* Given request
Copy each of the following rows verbatim, without altering any character.

* Material provided
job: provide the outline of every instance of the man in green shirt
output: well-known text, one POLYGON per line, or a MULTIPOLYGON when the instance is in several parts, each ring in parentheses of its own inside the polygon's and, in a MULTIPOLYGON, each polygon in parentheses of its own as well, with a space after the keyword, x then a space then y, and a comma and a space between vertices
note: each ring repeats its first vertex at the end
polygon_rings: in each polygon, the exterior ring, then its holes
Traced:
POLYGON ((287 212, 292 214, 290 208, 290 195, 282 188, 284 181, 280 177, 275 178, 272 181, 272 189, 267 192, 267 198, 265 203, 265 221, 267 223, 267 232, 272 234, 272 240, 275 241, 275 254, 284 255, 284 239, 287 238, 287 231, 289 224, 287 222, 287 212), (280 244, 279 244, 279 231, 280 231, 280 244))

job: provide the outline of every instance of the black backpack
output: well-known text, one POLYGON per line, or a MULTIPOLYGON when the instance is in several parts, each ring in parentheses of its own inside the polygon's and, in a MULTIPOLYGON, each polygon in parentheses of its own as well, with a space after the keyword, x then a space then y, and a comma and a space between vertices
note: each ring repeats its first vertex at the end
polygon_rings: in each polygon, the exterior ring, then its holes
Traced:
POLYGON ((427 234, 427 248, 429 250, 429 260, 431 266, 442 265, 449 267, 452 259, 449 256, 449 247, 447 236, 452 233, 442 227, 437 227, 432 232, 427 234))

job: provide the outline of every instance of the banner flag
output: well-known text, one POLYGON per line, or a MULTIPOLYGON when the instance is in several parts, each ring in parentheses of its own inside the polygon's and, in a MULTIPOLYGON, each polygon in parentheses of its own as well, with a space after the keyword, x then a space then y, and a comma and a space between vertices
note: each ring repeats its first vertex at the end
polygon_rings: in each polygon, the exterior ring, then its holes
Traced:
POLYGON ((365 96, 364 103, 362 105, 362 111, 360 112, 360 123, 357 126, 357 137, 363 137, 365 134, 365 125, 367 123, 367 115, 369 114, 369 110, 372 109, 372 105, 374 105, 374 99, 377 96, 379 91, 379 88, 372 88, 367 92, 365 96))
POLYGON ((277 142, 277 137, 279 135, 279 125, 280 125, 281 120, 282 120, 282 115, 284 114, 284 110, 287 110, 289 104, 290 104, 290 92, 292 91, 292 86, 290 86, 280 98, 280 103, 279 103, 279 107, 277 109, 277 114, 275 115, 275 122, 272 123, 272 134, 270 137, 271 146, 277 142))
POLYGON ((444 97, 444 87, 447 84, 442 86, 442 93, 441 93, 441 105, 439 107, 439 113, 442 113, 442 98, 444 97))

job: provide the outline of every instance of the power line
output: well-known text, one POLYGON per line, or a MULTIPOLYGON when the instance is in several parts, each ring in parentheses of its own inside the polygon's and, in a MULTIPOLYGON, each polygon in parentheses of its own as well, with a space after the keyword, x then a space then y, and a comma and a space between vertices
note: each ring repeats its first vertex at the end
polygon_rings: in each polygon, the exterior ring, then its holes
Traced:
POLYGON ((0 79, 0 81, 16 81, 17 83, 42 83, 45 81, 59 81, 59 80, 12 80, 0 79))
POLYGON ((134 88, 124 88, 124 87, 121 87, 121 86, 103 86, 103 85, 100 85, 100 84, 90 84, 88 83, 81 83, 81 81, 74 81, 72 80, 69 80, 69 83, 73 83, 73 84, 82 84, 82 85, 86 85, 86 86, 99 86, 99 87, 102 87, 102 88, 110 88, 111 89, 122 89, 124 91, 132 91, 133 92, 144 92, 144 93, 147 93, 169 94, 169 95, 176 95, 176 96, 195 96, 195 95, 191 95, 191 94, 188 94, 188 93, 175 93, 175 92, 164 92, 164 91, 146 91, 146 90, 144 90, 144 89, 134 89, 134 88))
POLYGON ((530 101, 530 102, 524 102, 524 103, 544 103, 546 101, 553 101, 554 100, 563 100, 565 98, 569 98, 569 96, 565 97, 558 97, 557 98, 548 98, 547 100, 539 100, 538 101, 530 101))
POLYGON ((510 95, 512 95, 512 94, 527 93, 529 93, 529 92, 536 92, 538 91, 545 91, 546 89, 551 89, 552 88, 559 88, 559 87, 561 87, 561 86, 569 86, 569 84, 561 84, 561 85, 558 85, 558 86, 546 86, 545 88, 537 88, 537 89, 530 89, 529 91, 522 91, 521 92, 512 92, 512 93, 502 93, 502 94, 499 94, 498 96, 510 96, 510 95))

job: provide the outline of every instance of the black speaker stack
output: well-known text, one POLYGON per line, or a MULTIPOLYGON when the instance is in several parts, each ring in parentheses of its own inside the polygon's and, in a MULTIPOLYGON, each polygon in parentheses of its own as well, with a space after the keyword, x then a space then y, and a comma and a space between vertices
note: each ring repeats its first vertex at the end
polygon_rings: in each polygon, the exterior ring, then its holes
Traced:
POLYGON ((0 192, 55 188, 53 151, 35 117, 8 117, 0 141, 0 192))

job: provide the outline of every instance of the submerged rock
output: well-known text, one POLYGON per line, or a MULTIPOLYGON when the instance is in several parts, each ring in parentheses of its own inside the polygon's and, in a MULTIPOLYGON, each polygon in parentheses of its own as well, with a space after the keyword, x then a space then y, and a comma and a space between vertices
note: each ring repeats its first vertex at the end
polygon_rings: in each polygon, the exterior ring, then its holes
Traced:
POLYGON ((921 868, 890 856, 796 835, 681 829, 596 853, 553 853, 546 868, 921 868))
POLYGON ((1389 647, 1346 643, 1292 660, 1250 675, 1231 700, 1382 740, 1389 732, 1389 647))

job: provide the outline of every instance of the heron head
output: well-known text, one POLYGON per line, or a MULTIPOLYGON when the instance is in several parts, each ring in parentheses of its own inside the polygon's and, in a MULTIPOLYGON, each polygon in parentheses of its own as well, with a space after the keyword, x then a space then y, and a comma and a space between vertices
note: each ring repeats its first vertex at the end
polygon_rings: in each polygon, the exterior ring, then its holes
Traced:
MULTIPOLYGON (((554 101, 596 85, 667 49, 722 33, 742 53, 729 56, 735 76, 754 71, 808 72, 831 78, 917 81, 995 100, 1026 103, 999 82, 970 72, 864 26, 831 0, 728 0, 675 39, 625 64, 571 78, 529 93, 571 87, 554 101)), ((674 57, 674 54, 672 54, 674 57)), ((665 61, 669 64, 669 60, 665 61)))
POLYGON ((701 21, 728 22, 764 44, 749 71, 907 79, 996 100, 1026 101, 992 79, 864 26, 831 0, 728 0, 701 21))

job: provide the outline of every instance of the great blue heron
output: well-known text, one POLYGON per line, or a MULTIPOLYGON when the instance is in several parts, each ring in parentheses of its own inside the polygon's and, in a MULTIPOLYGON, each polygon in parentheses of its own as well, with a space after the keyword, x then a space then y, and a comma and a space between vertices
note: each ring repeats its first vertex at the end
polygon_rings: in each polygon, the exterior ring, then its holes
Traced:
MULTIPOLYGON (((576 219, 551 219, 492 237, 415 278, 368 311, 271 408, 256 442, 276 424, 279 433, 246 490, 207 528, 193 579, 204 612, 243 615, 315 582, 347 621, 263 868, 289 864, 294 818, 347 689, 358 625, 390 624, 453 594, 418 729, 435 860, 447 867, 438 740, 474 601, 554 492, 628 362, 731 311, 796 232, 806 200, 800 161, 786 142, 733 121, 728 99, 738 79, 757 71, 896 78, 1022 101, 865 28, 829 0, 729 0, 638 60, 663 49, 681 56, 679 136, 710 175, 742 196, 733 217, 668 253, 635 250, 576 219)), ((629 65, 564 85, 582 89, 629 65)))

* Answer below
job: provide the outline of every instance of the man in green shirt
output: well-known text, one POLYGON per line, or a MULTIPOLYGON when the instance is in several parts, each ring in parentheses of its own inside the polygon's and, in a MULTIPOLYGON, each polygon in parentheses of its own as well, with a space after the keyword, x then a space then y, and a comma and a space between vertices
note: each ring repeats its first vertex at the end
polygon_rings: in each polygon, the exterior ring, then its holes
Traced:
POLYGON ((287 212, 292 214, 290 208, 290 195, 282 188, 284 181, 280 177, 275 178, 272 181, 272 189, 267 192, 267 198, 265 203, 265 221, 267 223, 267 232, 272 234, 272 240, 275 241, 275 254, 284 255, 284 239, 287 238, 287 231, 289 224, 287 222, 287 212), (280 244, 279 244, 279 231, 280 231, 280 244))

job: provide the outline of every instance of the black backpack
output: well-known text, one POLYGON per line, or a MULTIPOLYGON when the instance is in several parts, each ring in parentheses of its own inside the polygon's and, in a MULTIPOLYGON, each polygon in parentheses of its own as well, with a space after the keyword, x then a space then y, and a comma and a space between vertices
note: each ring repeats its first vertex at the end
polygon_rings: in each polygon, the exterior ring, then its holes
Traced:
POLYGON ((427 234, 427 248, 429 250, 429 260, 431 266, 442 265, 449 267, 452 259, 449 256, 449 247, 447 236, 452 233, 442 227, 437 227, 432 232, 427 234))

job: provide the outline of every instance of the banner flag
output: well-known text, one POLYGON per line, or a MULTIPOLYGON when the instance is in several parts, each ring in parentheses of its own inside the polygon's and, in a MULTIPOLYGON, each polygon in parentheses of its own as well, with a space after the keyword, x then a space then y, and a comma and a space between vertices
note: each ring repeats its first vertex at the end
polygon_rings: in each polygon, the exterior ring, then its holes
Traced:
POLYGON ((365 96, 364 103, 362 105, 362 111, 360 112, 360 123, 357 126, 357 137, 363 137, 365 134, 365 125, 367 123, 367 115, 369 114, 369 110, 372 109, 372 105, 374 105, 374 99, 377 96, 379 91, 379 88, 372 88, 367 92, 365 96))
POLYGON ((277 142, 277 137, 279 135, 279 125, 280 125, 281 120, 282 120, 282 115, 284 114, 284 110, 287 110, 289 104, 290 104, 290 92, 292 91, 292 86, 290 86, 280 98, 280 103, 279 103, 279 107, 277 109, 277 114, 275 115, 275 122, 272 123, 272 134, 270 137, 271 146, 277 142))
POLYGON ((444 97, 444 87, 447 84, 442 86, 442 93, 441 93, 441 105, 439 107, 439 113, 442 113, 442 98, 444 97))

job: provide the outline of every instance of the power line
output: well-known text, one POLYGON per line, or a MULTIPOLYGON when the instance is in several parts, each ring in parentheses of its own inside the polygon's and, in a MULTIPOLYGON, each polygon in parentheses of its own as well, with a space after the keyword, x then a space then y, and a comma and a space between vertices
note: each ring repeats its first vertex at the end
polygon_rings: in each polygon, the exterior ring, then its holes
Traced:
POLYGON ((0 79, 0 81, 16 81, 17 83, 42 83, 45 81, 59 81, 59 80, 12 80, 0 79))
POLYGON ((134 88, 124 88, 124 87, 121 87, 121 86, 103 86, 103 85, 100 85, 100 84, 90 84, 88 83, 81 83, 81 81, 74 81, 72 80, 69 80, 69 83, 73 83, 73 84, 82 84, 82 85, 86 85, 86 86, 99 86, 99 87, 102 87, 102 88, 110 88, 111 89, 122 89, 124 91, 132 91, 133 92, 144 92, 144 93, 147 93, 169 94, 169 95, 176 95, 176 96, 195 96, 195 95, 191 95, 191 94, 188 94, 188 93, 175 93, 175 92, 164 92, 164 91, 146 91, 146 90, 144 90, 144 89, 134 89, 134 88))
POLYGON ((530 101, 530 102, 524 102, 524 103, 544 103, 546 101, 553 101, 554 100, 563 100, 565 98, 569 98, 569 96, 565 97, 558 97, 557 98, 548 98, 547 100, 539 100, 538 101, 530 101))
POLYGON ((510 95, 512 95, 512 94, 527 93, 529 93, 529 92, 536 92, 538 91, 545 91, 546 89, 551 89, 552 88, 559 88, 559 87, 561 87, 561 86, 569 86, 569 84, 561 84, 561 85, 558 85, 558 86, 546 86, 545 88, 537 88, 537 89, 530 89, 529 91, 522 91, 521 92, 512 92, 512 93, 502 93, 502 94, 499 94, 498 96, 510 96, 510 95))

job: provide the outline of every instance of the black speaker stack
output: well-known text, one POLYGON per line, or a MULTIPOLYGON when the instance is in several parts, each ring in parentheses of its own inside the polygon's and, in a MULTIPOLYGON, each polygon in parentheses of its own as well, with a space after the keyword, x then a space then y, and a comma and a space between vertices
note: each ring repeats its first vertex at the end
polygon_rings: in each polygon, the exterior ring, then its holes
Traced:
POLYGON ((0 192, 55 188, 53 151, 35 117, 8 117, 0 141, 0 192))

job: provide the outline of every instance of the submerged rock
output: well-known text, one POLYGON per line, or a MULTIPOLYGON when the instance is in several parts, each ring in parentheses of its own inside the polygon's and, in a MULTIPOLYGON, each polygon in parentheses of its own as well, with a space after the keyword, x then a space then y, and a comma and a space between vertices
note: each ring repeats its first vertex at the end
polygon_rings: in each polygon, the exterior ring, then its holes
Traced:
POLYGON ((921 868, 890 856, 796 835, 681 829, 596 853, 553 853, 546 868, 921 868))
POLYGON ((1389 647, 1346 643, 1292 660, 1250 675, 1231 700, 1382 740, 1389 732, 1389 647))

job: provide the outline of every instance of the heron head
output: well-known text, one POLYGON per line, or a MULTIPOLYGON when the instance is in several parts, each ring in parentheses of its own inside the polygon's and, in a MULTIPOLYGON, each polygon in parentheses of its own as well, with a space after the keyword, x then a space then y, and a comma and a space between vertices
note: each ring repeats its first vertex at the end
polygon_rings: in each polygon, the exterior ring, then its holes
Traced:
MULTIPOLYGON (((554 101, 596 85, 667 49, 722 33, 742 53, 729 56, 735 76, 754 71, 808 72, 831 78, 917 81, 995 100, 1026 103, 999 82, 970 72, 864 26, 831 0, 728 0, 675 39, 625 64, 571 78, 529 93, 571 87, 554 101)), ((674 57, 674 54, 672 54, 674 57)), ((665 61, 669 64, 669 60, 665 61)))
POLYGON ((701 21, 728 22, 764 44, 749 71, 907 79, 996 100, 1026 101, 992 79, 864 26, 831 0, 728 0, 701 21))

job: provide the outline of every instance of the great blue heron
output: well-known text, one POLYGON per line, or a MULTIPOLYGON when the instance is in several parts, each ring in parentheses of its own inside the polygon's and, in a MULTIPOLYGON, each polygon in parentheses of its own as well, with a space after the keyword, x then a space then y, and a comma and a space between vertices
note: each ring repeats its first vertex at the end
polygon_rings: in each polygon, the exterior ring, then its holes
Traced:
MULTIPOLYGON (((576 219, 551 219, 492 237, 415 278, 368 311, 271 408, 256 442, 276 424, 279 433, 246 490, 207 528, 193 579, 204 612, 243 615, 315 582, 347 621, 263 868, 289 864, 294 818, 347 689, 358 625, 390 624, 453 594, 418 729, 435 860, 447 867, 438 740, 474 601, 554 492, 628 362, 731 311, 796 232, 806 200, 800 161, 786 142, 733 121, 728 99, 738 79, 757 71, 896 78, 1022 101, 865 28, 829 0, 729 0, 638 60, 663 49, 681 56, 679 136, 710 175, 742 196, 733 217, 668 253, 635 250, 576 219)), ((629 65, 564 85, 582 89, 629 65)))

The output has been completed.